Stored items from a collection
Start

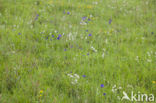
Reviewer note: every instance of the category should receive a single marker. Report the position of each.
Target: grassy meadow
(77, 51)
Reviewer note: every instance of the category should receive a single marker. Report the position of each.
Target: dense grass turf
(76, 51)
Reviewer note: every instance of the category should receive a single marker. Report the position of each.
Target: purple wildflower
(89, 34)
(59, 36)
(47, 38)
(152, 33)
(68, 12)
(110, 21)
(102, 85)
(36, 17)
(84, 18)
(71, 46)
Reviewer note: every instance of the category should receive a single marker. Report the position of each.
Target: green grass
(35, 68)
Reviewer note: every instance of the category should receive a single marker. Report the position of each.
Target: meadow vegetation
(76, 51)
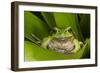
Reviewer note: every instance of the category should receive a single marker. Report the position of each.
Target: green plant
(42, 25)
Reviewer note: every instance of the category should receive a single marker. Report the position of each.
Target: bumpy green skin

End

**GIVEN TASK**
Copy the records above exactly, omitting every picture.

**RESPONSE**
Reviewer note: every instance of the category should receive a single marker. Report the position of each.
Target: grassy meadow
(77, 51)
Reviewer note: every instance of the category should receive a single marker. Report the position of each.
Target: dense grass turf
(76, 51)
Reviewer note: every instance of the category should receive a single marker. Report the position of each.
Target: purple wildflower
(89, 34)
(59, 36)
(47, 38)
(152, 33)
(68, 12)
(110, 21)
(102, 85)
(36, 17)
(84, 18)
(71, 46)
Reviewer note: every instance of the category should receive a single marker. Report the position of each.
Target: green grass
(35, 68)
Reviewer note: every instance of the category should receive a single marker. Report the position of each.
Target: meadow vegetation
(76, 51)
Reviewer note: every instance of the category should receive a single marker. Report the position of each.
Target: green plant
(42, 25)
Reviewer note: every instance of the category should receive a single marker. Report the position of each.
Target: bumpy green skin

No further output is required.